[Material supplied]:
>>>
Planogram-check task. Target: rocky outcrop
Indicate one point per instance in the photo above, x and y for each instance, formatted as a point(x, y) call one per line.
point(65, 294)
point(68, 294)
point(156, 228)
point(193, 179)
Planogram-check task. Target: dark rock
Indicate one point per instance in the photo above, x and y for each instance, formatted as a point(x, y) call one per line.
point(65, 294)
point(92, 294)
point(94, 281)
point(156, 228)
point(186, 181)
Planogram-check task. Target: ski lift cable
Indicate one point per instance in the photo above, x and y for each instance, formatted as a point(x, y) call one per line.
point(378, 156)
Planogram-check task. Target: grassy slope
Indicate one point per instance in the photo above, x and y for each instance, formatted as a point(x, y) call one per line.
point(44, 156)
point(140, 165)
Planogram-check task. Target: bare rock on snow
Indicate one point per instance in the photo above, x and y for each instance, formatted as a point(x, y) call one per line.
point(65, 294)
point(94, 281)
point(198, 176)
<<<
>>>
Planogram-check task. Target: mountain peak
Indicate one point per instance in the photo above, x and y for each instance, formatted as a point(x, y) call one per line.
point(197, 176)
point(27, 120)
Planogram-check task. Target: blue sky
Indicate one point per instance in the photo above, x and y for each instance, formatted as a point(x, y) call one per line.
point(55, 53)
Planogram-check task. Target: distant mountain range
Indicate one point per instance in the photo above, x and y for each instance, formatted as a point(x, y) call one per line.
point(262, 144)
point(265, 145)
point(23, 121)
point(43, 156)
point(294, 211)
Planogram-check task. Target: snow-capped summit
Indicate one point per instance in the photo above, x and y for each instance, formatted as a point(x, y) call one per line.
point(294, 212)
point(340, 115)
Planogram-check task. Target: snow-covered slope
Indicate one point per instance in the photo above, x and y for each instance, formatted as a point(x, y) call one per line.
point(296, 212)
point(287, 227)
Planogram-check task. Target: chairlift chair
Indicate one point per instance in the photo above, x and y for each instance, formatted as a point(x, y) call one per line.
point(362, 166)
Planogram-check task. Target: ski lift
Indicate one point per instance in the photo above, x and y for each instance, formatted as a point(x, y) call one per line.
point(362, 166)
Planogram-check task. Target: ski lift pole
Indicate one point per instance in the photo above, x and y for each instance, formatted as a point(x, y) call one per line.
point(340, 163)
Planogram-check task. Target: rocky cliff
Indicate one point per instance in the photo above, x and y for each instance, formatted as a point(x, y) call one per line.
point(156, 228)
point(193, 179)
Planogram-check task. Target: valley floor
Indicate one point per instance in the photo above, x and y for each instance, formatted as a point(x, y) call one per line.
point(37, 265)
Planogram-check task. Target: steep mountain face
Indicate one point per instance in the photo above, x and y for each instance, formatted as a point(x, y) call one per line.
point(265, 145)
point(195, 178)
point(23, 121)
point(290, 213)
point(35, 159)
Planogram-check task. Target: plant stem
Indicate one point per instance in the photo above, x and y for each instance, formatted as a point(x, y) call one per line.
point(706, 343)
<<<
Could you give the lines again, starting with the line containing "Planogram-check task. Target: valley floor" and going on through the line containing "point(706, 343)", with "Target" changed to "Label" and everything else left as it is?

Planogram-check task. Label: valley floor
Indicate one point per instance in the photo above, x and y for each instance, formatted as a point(x, y) call one per line.
point(37, 265)
Planogram-check task. Label: steep mountain face
Indicate one point per instance in the photo above, x and y for each instance, formatted as a point(x, y) call one per line.
point(265, 145)
point(195, 178)
point(23, 121)
point(290, 213)
point(35, 159)
Planogram-check task. Label: plant stem
Indicate one point per instance in the photo above, x and y for each instance, formatted as a point(x, y) call one per line.
point(706, 343)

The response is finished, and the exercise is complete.